■ DIRECTIONS
Please rewrite all of the records below as a numbered list, leaving out any blank lines.

[Pointing records]
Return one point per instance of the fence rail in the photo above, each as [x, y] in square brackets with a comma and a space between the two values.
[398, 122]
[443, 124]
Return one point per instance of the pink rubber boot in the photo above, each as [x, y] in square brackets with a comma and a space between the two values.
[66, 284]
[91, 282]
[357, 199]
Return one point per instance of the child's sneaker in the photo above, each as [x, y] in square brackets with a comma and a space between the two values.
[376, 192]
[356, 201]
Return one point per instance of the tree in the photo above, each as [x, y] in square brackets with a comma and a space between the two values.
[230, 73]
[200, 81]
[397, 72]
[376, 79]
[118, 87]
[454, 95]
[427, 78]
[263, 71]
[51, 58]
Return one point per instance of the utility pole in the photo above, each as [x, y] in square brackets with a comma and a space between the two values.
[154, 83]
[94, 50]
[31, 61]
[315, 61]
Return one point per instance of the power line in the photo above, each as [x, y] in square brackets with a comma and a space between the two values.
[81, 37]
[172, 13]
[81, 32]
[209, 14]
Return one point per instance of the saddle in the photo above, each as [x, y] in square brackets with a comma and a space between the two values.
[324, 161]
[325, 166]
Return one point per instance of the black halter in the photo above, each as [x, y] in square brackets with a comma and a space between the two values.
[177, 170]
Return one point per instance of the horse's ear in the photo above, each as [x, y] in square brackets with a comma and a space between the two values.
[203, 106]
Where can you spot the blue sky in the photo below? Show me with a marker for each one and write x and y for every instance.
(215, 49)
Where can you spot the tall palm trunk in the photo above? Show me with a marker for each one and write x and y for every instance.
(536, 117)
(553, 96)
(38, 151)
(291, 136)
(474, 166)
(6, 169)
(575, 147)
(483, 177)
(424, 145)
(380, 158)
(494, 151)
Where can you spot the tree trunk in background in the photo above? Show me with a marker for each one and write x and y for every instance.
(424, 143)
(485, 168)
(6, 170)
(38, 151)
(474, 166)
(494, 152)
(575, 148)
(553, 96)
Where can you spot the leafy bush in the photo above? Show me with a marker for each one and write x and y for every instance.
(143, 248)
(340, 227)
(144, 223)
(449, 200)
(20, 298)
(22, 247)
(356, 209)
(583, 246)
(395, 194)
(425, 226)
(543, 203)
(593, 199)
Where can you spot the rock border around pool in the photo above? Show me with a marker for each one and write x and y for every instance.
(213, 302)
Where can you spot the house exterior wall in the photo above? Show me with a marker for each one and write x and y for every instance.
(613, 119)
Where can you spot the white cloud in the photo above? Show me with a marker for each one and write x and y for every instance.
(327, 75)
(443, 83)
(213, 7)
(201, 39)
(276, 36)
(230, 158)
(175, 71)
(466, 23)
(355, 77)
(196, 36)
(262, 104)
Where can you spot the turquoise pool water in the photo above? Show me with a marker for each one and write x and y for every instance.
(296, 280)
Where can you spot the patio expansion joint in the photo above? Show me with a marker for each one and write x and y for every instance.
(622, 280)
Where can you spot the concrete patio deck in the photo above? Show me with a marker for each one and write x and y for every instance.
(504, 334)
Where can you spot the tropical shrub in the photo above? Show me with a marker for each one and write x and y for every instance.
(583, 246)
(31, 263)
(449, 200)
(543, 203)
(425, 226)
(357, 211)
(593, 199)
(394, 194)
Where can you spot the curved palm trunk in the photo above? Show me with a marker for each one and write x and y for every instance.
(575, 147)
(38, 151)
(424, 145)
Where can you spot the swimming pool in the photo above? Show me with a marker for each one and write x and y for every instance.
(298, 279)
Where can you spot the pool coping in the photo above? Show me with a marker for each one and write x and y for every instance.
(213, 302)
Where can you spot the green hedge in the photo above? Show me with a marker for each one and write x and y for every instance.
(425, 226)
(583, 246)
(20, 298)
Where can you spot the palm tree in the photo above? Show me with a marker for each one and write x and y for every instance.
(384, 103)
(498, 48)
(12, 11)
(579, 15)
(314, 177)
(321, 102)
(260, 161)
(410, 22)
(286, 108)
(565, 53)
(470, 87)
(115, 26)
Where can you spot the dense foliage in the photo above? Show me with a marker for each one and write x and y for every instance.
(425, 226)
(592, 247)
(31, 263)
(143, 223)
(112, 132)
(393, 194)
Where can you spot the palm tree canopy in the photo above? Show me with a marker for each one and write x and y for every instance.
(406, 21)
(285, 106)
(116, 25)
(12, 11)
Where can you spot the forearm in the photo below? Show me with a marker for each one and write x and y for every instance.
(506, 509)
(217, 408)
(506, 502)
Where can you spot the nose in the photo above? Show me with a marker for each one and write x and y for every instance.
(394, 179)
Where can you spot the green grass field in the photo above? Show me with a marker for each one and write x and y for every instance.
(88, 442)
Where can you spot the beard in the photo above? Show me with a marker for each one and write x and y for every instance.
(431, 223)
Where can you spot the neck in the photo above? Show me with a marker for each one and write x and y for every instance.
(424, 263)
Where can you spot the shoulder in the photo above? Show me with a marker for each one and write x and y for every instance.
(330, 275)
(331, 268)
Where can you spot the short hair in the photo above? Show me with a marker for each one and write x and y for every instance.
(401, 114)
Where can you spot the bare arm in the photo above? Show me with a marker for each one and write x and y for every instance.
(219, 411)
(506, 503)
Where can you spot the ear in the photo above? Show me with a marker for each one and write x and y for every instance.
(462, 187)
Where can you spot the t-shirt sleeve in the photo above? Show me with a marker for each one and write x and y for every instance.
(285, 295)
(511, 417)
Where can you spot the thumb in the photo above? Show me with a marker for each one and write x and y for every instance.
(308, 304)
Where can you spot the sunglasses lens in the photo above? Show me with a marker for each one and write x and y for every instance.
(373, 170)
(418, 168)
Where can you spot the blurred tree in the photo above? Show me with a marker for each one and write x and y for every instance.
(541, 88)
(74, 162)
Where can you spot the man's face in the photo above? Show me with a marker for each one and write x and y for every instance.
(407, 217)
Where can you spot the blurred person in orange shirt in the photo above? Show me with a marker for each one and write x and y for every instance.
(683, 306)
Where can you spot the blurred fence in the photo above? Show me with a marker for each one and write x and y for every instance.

■ ANSWER TO THE EXERCISE
1. Return one point per instance of the fence rail in the photo above, each as [x, y] in square brackets with a comma and a space between the two values.
2. [398, 122]
3. [443, 124]
4. Return one point per instance of the pink rubber boot in the photo above, each as [x, y] in square brackets with a comma and a space between the two values.
5. [66, 284]
6. [91, 282]
7. [357, 199]
8. Return one point per instance of the child's sneaker in the photo above, each as [x, y] in square brackets with a comma and a space between the two values.
9. [376, 192]
10. [356, 201]
11. Return one point per instance of the tree in the photo above, each as [x, y] in square brackets with a comma and a space between the two values.
12. [230, 73]
13. [200, 81]
14. [397, 72]
15. [376, 79]
16. [118, 87]
17. [454, 95]
18. [427, 78]
19. [263, 71]
20. [51, 58]
21. Return one point per instance of the utility pole in the photo above, each as [x, y] in square brackets with a comma and a space between the two values.
22. [154, 83]
23. [94, 50]
24. [31, 61]
25. [315, 61]
26. Return one point per instance of the power line in the photo above, each as [x, y] in square brackets with a comma and a space between the two values.
27. [81, 37]
28. [172, 13]
29. [81, 32]
30. [209, 14]
31. Return one point per instance of the saddle in the photo above, each as [x, y] in square brackets with a comma and a space between the two values.
32. [324, 161]
33. [325, 166]
34. Return one point per instance of the black halter in the photo above, each as [x, y] in square brackets with a comma and a space between the two values.
35. [177, 170]
36. Return one point per instance of the horse's ear in the photo above, each as [x, y] in square brackets with a comma and a space between the two values.
37. [203, 106]
38. Where can you spot the blue sky in the photo below? Show me with a marker for each one and write x and y for every instance.
39. (215, 49)
40. Where can you spot the tall palm trunk in the photo above? Show me with a marker for each one and write x and y for every instance.
41. (536, 117)
42. (553, 96)
43. (38, 151)
44. (291, 136)
45. (474, 166)
46. (6, 169)
47. (575, 147)
48. (483, 177)
49. (424, 145)
50. (380, 158)
51. (494, 151)
52. Where can you spot the tree trunk in background in the photo above? Show me with a marker for each one and write x and y for every instance.
53. (424, 143)
54. (485, 168)
55. (6, 170)
56. (38, 151)
57. (474, 166)
58. (494, 152)
59. (575, 148)
60. (553, 96)
61. Where can you spot the leafy bush in the photo above? Show me with a marker for each one and write x and y for every instance.
62. (143, 248)
63. (340, 227)
64. (144, 223)
65. (449, 200)
66. (20, 298)
67. (22, 247)
68. (356, 209)
69. (583, 246)
70. (395, 194)
71. (425, 226)
72. (543, 203)
73. (593, 199)
74. Where can you spot the rock border around pool in the photo above? Show me with a marker for each one and write x and y for every instance.
75. (213, 302)
76. Where can you spot the house exterior wall in the photo above? Show me with a marker for each one and write x and y for every instance.
77. (613, 119)
78. Where can you spot the white cloud in the photo above? Show me with a marker for each one and write x and y for every instance.
79. (327, 75)
80. (443, 83)
81. (213, 7)
82. (201, 39)
83. (276, 36)
84. (230, 158)
85. (175, 71)
86. (466, 23)
87. (355, 77)
88. (196, 36)
89. (262, 104)
90. Where can you spot the turquoise pool water in the photo above? Show me with a marker for each one and write x and y for every instance.
91. (296, 280)
92. Where can you spot the patio expansion joint in the photo above? Show me with a marker for each one and write x and y for every instance.
93. (622, 280)
94. Where can you spot the concrete patio deck in the photo above? Show me with a marker for each one and write x and y for every instance.
95. (504, 334)
96. Where can you spot the tropical shrub in the photo above? Show me with a marker for each one and write x and y for every instance.
97. (583, 246)
98. (31, 263)
99. (449, 200)
100. (543, 203)
101. (425, 226)
102. (357, 211)
103. (593, 199)
104. (394, 194)
105. Where can you spot the curved palm trunk in the photo above? Show me with a marker for each one and write x and y for every instance.
106. (575, 147)
107. (38, 151)
108. (424, 145)
109. Where can you spot the swimming pool in the photo above? Show me with a marker for each one and write x and y for every instance.
110. (298, 279)
111. Where can you spot the pool coping in the photo above? Show me with a marker for each one and write x and y for every instance.
112. (213, 302)
113. Where can you spot the green hedge in the photo above? Show me with a marker for each one and write x and y for every instance.
114. (425, 226)
115. (583, 246)
116. (20, 298)
117. Where can you spot the palm tree in the photo above? Show me with a marker for each one and write x and y for every instance.
118. (384, 103)
119. (498, 48)
120. (12, 11)
121. (579, 15)
122. (314, 177)
123. (321, 102)
124. (260, 161)
125. (410, 22)
126. (286, 108)
127. (565, 53)
128. (470, 87)
129. (115, 26)
130. Where can you spot the dense foliage in the photo above? Show me with a marker for each one and write x and y for every instance.
131. (425, 226)
132. (592, 247)
133. (31, 263)
134. (143, 223)
135. (112, 132)
136. (393, 194)
137. Where can you spot the palm tree canopy in the photo above? Show me with a marker for each one and write x and y for every instance.
138. (406, 21)
139. (285, 106)
140. (116, 25)
141. (12, 11)
142. Where can you spot the forearm in the photo below? Show me with a marker for each one and write x and y for every instance.
143. (506, 509)
144. (217, 408)
145. (506, 502)
146. Where can you spot the nose in the photo above? Show me with a marker for each one and write x and y for every instance.
147. (394, 179)
148. Where can you spot the green grass field in the photo above? Show me with a marker for each one and write x and y for every instance.
149. (88, 442)
150. Where can you spot the beard in the photo above? Show me with a marker for each one and write x and y for every instance.
151. (431, 223)
152. Where can you spot the neck in the photo above? Show me with a marker for each one and write x and y for every instance.
153. (424, 263)
154. Where can you spot the shoulder in the photo above? Show me with a marker for each one and write x and y for every instance.
155. (330, 275)
156. (331, 268)
157. Where can you spot the short hair in the photo above? Show me with a marker for each one and write x and y for every instance.
158. (401, 114)
159. Where can you spot the bare arm in the photo above? Show me with a marker for each one and write x and y for every instance.
160. (219, 411)
161. (506, 503)
162. Where can you spot the ear in the photo above? Show me with a marker for each one and write x and y for every instance.
163. (462, 187)
164. Where can you spot the t-shirt sleeve in the photo above? Show me with a marker for each one and write x and y for every instance.
165. (285, 295)
166. (511, 417)
167. Where can you spot the thumb in the photo above? Show me with a marker for each one and write x and y for every instance.
168. (308, 304)
169. Where can you spot the sunglasses lens in the photo above? Show me with a marker for each one and write x and y for every instance.
170. (373, 170)
171. (418, 168)
172. Where can you spot the blurred tree in the photo above? Show me with a marker for each one and write x and y for every instance.
173. (541, 88)
174. (74, 162)
175. Where can you spot the man's face in the photo above? Show me with a marker for each one and write x and y for every instance.
176. (407, 217)
177. Where can you spot the blurred person in orange shirt in the photo above? Show me with a marker for each one and write x and y for every instance.
178. (683, 306)
179. Where can you spot the blurred fence in the photo above? Show me with a marker for each one and write x and y for every instance.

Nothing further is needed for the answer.